◆ **TASK BRIEF**: Repeat word for word everything from the line containing "the seagull white" to the end of the listing, first and last lines included, and only that.

◆ **INPUT MATERIAL**:
★ ★ ★ ★ ★ ★ ★

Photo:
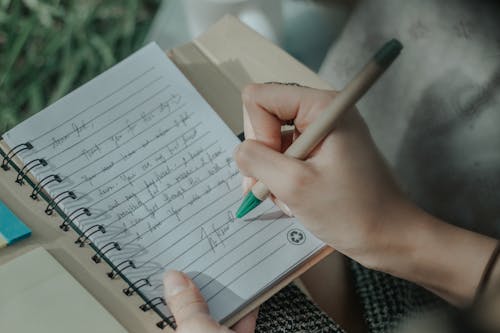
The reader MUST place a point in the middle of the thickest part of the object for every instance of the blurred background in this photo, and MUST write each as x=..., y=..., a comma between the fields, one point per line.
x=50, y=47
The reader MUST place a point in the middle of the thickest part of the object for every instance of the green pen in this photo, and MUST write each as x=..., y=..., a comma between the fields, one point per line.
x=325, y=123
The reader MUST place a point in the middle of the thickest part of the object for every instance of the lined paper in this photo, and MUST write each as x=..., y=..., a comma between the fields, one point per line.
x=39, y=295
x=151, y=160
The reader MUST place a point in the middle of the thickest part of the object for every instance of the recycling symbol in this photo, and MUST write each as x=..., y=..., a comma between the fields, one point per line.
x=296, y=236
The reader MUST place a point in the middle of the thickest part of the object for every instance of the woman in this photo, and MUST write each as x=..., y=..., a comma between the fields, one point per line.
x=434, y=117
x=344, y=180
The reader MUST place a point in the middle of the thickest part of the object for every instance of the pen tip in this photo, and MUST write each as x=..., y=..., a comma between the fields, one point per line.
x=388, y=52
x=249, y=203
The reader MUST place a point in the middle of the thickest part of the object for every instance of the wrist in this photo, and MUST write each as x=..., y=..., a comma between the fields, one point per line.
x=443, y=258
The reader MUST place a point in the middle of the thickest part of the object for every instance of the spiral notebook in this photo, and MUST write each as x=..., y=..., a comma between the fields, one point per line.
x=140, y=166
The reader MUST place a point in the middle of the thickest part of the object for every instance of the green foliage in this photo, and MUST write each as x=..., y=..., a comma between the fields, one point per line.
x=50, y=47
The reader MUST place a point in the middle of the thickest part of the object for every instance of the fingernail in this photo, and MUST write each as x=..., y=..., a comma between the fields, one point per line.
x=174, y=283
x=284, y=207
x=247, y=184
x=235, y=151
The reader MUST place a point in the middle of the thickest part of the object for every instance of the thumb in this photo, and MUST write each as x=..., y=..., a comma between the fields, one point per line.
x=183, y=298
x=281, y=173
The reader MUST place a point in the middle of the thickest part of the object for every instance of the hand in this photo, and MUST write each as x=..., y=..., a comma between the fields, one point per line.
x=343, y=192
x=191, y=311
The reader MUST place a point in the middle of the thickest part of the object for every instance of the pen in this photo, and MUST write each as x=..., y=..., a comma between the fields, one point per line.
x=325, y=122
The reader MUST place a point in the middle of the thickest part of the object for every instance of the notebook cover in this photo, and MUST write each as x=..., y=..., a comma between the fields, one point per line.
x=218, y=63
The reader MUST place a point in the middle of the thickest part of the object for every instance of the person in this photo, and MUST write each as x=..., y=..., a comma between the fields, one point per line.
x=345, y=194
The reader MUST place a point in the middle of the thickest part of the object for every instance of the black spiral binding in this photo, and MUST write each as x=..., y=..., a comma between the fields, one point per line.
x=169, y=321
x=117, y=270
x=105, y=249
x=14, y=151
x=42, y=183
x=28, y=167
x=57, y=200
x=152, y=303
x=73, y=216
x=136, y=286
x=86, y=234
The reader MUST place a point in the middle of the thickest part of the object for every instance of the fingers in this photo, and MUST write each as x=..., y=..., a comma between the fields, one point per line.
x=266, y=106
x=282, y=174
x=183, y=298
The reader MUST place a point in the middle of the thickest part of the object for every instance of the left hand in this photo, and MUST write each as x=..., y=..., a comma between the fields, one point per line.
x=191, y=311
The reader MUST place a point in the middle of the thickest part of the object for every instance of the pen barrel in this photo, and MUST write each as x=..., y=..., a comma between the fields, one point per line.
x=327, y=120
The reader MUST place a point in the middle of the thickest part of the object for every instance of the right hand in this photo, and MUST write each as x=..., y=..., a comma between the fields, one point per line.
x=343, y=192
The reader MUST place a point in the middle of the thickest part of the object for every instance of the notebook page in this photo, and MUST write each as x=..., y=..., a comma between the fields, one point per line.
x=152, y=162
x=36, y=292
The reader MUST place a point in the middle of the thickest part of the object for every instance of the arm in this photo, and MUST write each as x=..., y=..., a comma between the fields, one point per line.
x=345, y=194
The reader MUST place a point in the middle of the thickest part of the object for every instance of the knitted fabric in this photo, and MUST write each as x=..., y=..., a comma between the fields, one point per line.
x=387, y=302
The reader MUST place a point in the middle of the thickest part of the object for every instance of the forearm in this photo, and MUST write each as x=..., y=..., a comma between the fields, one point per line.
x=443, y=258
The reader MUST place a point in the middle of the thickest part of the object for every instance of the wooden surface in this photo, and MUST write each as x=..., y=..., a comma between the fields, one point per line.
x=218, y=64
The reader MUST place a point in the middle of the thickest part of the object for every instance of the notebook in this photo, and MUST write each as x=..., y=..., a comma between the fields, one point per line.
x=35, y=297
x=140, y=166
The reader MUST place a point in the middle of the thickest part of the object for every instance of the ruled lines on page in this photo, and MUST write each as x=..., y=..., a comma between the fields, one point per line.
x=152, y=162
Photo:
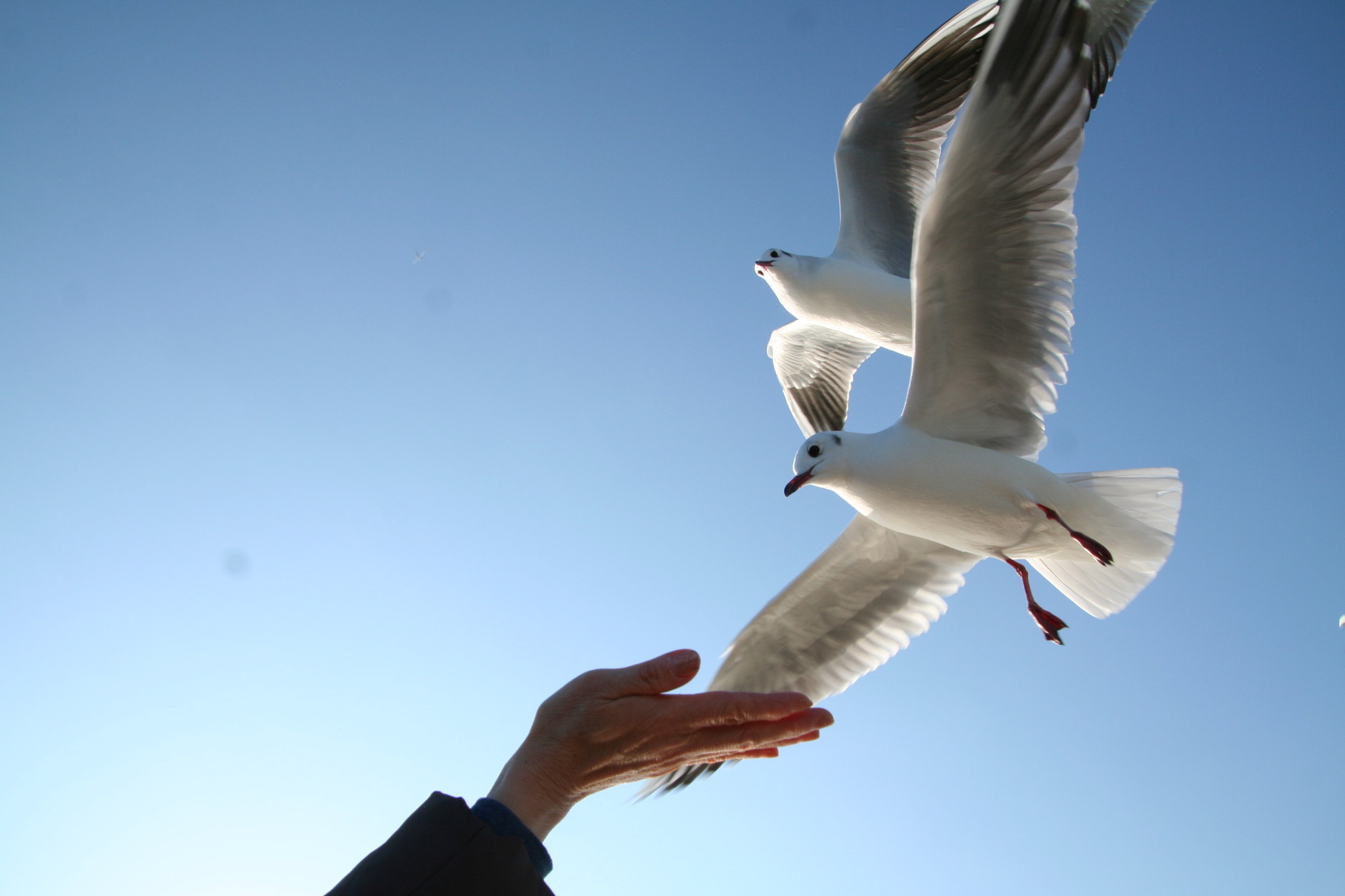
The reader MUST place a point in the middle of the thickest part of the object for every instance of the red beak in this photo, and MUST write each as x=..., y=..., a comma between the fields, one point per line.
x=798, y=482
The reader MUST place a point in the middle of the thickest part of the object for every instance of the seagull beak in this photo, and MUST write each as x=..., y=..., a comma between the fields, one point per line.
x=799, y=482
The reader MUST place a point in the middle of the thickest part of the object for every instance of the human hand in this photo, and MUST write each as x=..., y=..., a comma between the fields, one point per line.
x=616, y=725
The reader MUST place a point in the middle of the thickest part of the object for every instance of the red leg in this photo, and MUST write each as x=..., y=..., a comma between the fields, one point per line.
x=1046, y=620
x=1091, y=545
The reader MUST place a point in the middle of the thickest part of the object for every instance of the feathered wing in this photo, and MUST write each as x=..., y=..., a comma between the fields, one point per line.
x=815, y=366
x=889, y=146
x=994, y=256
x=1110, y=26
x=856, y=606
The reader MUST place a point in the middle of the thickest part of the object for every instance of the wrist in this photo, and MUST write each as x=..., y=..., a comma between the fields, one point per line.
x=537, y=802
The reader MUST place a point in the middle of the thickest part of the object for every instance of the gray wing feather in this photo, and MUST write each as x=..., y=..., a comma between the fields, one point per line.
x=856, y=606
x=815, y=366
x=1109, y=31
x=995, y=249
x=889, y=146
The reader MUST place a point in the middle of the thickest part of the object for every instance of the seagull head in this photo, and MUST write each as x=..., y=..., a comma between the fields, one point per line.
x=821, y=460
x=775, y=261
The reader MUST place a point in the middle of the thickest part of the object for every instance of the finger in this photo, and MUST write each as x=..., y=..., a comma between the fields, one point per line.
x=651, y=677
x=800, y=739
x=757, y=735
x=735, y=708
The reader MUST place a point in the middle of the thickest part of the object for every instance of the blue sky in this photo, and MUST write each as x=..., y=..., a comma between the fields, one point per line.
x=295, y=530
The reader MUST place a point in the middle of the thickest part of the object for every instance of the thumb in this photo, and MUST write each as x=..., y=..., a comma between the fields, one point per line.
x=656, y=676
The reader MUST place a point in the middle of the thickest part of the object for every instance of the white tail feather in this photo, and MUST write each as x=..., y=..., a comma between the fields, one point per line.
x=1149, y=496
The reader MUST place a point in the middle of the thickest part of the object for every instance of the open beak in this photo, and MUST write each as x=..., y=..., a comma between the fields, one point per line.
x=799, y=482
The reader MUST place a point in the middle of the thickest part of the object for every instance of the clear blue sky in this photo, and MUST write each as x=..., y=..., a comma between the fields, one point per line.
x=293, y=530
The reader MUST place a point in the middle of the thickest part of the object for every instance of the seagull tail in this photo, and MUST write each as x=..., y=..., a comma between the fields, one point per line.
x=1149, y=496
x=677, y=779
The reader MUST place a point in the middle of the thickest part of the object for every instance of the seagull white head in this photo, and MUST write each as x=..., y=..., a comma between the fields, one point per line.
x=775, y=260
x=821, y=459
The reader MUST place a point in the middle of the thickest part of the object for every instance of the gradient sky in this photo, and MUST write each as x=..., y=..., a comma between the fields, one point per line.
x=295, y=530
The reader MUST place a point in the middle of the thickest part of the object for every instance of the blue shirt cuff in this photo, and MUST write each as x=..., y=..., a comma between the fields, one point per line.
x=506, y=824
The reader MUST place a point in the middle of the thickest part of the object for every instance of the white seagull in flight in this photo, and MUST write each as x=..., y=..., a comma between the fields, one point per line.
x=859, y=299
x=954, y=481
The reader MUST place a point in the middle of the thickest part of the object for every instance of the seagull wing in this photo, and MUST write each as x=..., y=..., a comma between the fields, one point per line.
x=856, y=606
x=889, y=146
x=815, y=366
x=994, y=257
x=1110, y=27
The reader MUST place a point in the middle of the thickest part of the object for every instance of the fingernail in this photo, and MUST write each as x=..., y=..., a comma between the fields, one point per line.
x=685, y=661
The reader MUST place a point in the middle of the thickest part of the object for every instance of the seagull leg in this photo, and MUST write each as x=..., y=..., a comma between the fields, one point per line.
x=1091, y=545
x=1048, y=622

★ ★ ★ ★ ★ ★ ★

◆ **SOLUTION TO THE PROBLEM**:
The reader MUST place a point in the middle of the thickest part of the object for every instance of the seagull white head in this photo, and MUST write each as x=..., y=..., a comma between the fields, one point per line.
x=775, y=260
x=821, y=459
The reader MUST place a point in the middle of the thickest part of the object for every instance of the gradient sky in this photo, and MUST write each as x=..., y=..., a comma between the fields, one point per line.
x=295, y=530
The reader MUST place a point in the middle of the thickest part of the object for every instance of the blue shirt cuff in this photo, and MUST write each as x=..., y=..., a comma between the fields, one point per line.
x=506, y=824
The reader MUST place a point in the middle of the thickest part of the object for every instance of the white seagull in flight in this photo, and MUST write each as x=..., y=..., a comma between the fields, one point per line.
x=859, y=299
x=954, y=481
The reader MUST place a point in the middle of the thickest part of the object for every instance of the seagull wing in this photo, and MUST write each as x=..., y=..., a comma between the fields, one point per line.
x=856, y=606
x=889, y=146
x=815, y=366
x=994, y=257
x=1110, y=27
The reader MUST place a point in the middle of the thickest part of the object for every instance of the fingernail in this photo, and MUST write each as x=..., y=..., a comma between the fields, one point per line.
x=685, y=661
The reader MUST place a point in the middle of the thickest part of the object for every instance of the seagull leg in this photo, and MUST write each as x=..., y=..., a comma between the fields, one point per line.
x=1091, y=545
x=1048, y=622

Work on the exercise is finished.